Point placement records
--
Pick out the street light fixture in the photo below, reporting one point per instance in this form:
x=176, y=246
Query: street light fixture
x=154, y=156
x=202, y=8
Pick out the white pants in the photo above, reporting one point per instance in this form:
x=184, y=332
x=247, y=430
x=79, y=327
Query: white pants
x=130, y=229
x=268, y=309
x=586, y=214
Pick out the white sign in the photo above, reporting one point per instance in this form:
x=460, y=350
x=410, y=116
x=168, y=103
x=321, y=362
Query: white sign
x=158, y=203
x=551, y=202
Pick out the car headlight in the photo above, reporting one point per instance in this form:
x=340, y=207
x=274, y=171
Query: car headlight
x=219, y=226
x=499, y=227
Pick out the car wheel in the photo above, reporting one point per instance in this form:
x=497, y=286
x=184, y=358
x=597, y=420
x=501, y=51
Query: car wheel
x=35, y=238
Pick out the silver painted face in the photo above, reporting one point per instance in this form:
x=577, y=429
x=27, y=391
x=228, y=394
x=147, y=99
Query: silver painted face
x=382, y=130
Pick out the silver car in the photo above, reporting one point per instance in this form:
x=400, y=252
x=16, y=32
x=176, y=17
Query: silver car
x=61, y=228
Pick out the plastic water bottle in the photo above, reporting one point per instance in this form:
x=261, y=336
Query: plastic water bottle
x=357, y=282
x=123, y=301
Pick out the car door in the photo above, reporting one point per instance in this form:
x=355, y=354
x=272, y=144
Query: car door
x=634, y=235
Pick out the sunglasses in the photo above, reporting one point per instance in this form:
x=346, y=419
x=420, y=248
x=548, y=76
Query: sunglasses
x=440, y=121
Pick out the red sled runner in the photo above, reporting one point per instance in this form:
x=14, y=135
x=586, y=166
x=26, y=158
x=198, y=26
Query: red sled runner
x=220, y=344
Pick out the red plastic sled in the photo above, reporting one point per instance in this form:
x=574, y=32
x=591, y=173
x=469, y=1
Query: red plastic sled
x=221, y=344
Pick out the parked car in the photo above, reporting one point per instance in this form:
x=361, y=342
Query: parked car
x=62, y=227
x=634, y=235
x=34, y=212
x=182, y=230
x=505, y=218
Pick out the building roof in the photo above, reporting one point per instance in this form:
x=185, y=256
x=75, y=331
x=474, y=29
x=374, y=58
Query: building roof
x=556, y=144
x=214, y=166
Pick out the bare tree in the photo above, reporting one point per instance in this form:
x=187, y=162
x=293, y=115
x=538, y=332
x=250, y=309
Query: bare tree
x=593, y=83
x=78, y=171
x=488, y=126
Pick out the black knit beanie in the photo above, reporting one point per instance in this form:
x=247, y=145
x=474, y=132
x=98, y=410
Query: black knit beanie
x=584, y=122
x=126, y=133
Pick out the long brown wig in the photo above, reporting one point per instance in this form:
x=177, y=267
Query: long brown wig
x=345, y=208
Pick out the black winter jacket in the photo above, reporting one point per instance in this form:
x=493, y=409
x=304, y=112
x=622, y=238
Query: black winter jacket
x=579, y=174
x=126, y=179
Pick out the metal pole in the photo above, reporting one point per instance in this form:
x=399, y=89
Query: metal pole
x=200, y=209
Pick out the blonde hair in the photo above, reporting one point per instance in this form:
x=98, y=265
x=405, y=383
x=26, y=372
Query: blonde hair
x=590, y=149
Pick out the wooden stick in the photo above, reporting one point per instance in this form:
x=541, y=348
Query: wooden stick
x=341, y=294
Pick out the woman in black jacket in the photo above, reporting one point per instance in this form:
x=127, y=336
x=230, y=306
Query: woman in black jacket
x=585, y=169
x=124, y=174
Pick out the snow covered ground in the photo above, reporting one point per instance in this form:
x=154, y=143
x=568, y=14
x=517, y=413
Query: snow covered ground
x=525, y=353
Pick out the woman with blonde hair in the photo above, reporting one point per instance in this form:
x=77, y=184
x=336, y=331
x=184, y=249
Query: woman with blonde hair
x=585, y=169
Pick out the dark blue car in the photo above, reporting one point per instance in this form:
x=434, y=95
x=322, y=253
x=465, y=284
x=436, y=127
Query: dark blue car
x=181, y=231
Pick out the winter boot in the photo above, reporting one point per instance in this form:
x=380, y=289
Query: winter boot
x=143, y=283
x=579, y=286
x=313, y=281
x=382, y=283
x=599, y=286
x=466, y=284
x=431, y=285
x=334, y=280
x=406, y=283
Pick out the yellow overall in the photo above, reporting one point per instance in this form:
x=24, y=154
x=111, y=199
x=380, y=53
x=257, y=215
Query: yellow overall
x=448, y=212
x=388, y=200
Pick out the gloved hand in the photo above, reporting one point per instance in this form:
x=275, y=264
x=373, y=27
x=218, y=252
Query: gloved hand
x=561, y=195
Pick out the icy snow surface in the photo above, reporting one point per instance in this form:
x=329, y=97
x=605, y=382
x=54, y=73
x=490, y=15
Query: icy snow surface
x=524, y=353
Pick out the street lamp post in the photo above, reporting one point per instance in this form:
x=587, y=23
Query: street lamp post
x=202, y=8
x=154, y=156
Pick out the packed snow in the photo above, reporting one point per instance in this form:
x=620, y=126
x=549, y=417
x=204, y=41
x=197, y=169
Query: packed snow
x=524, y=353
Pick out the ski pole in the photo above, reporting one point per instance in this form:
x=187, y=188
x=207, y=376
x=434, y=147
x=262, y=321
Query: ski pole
--
→ Stated problem: Write out the whole listing above again, word for word, leaving every line unchanged.

→ Output below:
Pick out the street light fixture in the photo below, reporting one point per instance in this form:
x=176, y=246
Query: street light fixture
x=154, y=156
x=202, y=8
Pick out the white pants in the photo above, reporting one point per instance in this form:
x=184, y=332
x=247, y=430
x=79, y=327
Query: white pants
x=130, y=229
x=268, y=309
x=586, y=214
Pick out the white sign in the photo above, reporting one point per instance in this form:
x=460, y=350
x=410, y=116
x=168, y=103
x=321, y=362
Query: white sign
x=158, y=203
x=551, y=202
Pick out the car headlight in the photo above, reporting one point per instance in this form:
x=340, y=207
x=274, y=171
Query: car headlight
x=219, y=226
x=499, y=227
Pick out the car wheel in the photo above, reporting one point per instance in this form:
x=497, y=286
x=184, y=358
x=597, y=420
x=501, y=51
Query: car wheel
x=35, y=238
Pick out the silver painted face in the photo above, reporting one point per instance in this form:
x=577, y=429
x=27, y=391
x=228, y=394
x=147, y=99
Query: silver painted face
x=382, y=130
Pick out the silver car in the photo above, reporting one point per instance in this form:
x=400, y=252
x=16, y=32
x=176, y=17
Query: silver car
x=61, y=228
Pick out the plastic water bottle in the photo above, reporting one point per instance in this form:
x=261, y=336
Query: plastic water bottle
x=357, y=282
x=123, y=301
Pick out the car door in the photo above, reporting one point per instance in this form:
x=355, y=354
x=272, y=144
Query: car door
x=634, y=235
Pick out the sunglasses in the photo above, reporting one point per instance in this form:
x=346, y=419
x=420, y=248
x=548, y=76
Query: sunglasses
x=440, y=121
Pick out the red sled runner in the photo above, reporting one point per instance in this form:
x=14, y=135
x=586, y=166
x=26, y=158
x=198, y=26
Query: red sled runner
x=220, y=344
Pick out the red plastic sled in the photo above, reporting one point per instance in this form:
x=574, y=32
x=591, y=173
x=469, y=1
Query: red plastic sled
x=221, y=344
Pick out the parked car in the photo above, reporting one point per instance in this form:
x=361, y=342
Query: parked car
x=62, y=227
x=634, y=235
x=34, y=212
x=182, y=230
x=505, y=218
Pick out the building roof in the photo above, reporting one point per instance in this form:
x=185, y=256
x=75, y=331
x=474, y=29
x=374, y=58
Query: building roof
x=556, y=144
x=214, y=166
Pick out the bare tree in the photo above, reporting one point per instance in this form:
x=187, y=162
x=293, y=115
x=538, y=332
x=250, y=309
Query: bare tree
x=593, y=83
x=78, y=171
x=488, y=126
Pick out the black knit beanie in the photo above, reporting one point per instance in this form:
x=247, y=145
x=474, y=132
x=98, y=410
Query: black knit beanie
x=584, y=122
x=126, y=133
Pick out the long brown wig in the photo above, reporting one point per instance in this form:
x=177, y=267
Query: long brown wig
x=345, y=208
Pick out the black winter jacket in the photo above, reporting one point per instance in this form:
x=493, y=409
x=304, y=112
x=622, y=238
Query: black winter jacket
x=579, y=174
x=126, y=179
Pick out the metal pole in the photo above, reporting one point per instance in this form:
x=399, y=89
Query: metal pole
x=200, y=209
Pick out the blonde hair in the photo above, reporting one point per instance in this form:
x=98, y=265
x=405, y=383
x=26, y=372
Query: blonde hair
x=590, y=149
Pick out the wooden stick in the photo above, reporting one point per instance in this form:
x=541, y=348
Query: wooden stick
x=341, y=294
Pick out the woman in black jacket in the photo above, reporting one point per instance in this form:
x=127, y=336
x=230, y=306
Query: woman in black jacket
x=585, y=169
x=124, y=174
Pick out the snow covered ground in the photo above, reporting one point per instance in this form:
x=154, y=143
x=568, y=14
x=517, y=413
Query: snow covered ground
x=525, y=353
Pick out the woman with blonde hair in the photo above, reporting one point per instance in this form:
x=77, y=184
x=336, y=331
x=184, y=249
Query: woman with blonde hair
x=585, y=169
Pick out the dark blue car in the photo above, reporting one point per instance in this form:
x=434, y=95
x=322, y=253
x=465, y=284
x=436, y=127
Query: dark blue car
x=181, y=231
Pick out the winter boot in the photo above, reporting one point per instance in this form:
x=380, y=289
Query: winter boot
x=143, y=283
x=579, y=286
x=313, y=281
x=382, y=283
x=599, y=286
x=466, y=284
x=431, y=285
x=334, y=280
x=406, y=283
Pick out the yellow overall in the photo above, reporting one point per instance in this form:
x=24, y=154
x=111, y=199
x=380, y=53
x=257, y=215
Query: yellow overall
x=448, y=212
x=388, y=200
Pick out the gloved hand in the photo above, reporting one point per instance in this form:
x=275, y=264
x=373, y=27
x=218, y=252
Query: gloved hand
x=561, y=195
Pick out the icy snow surface in the photo above, reporting one point per instance in this form:
x=329, y=97
x=605, y=382
x=54, y=73
x=490, y=15
Query: icy snow surface
x=524, y=353
Pick out the street lamp post in the photo above, reporting one point per instance in this form:
x=587, y=23
Query: street lamp post
x=202, y=8
x=154, y=156
Pick out the packed snow in the photo above, reporting one point per instance in this form:
x=620, y=126
x=549, y=417
x=204, y=41
x=197, y=169
Query: packed snow
x=524, y=353
Pick out the ski pole in the photo above, reporting one point per instance in this form:
x=187, y=188
x=207, y=376
x=434, y=147
x=262, y=321
Query: ski pole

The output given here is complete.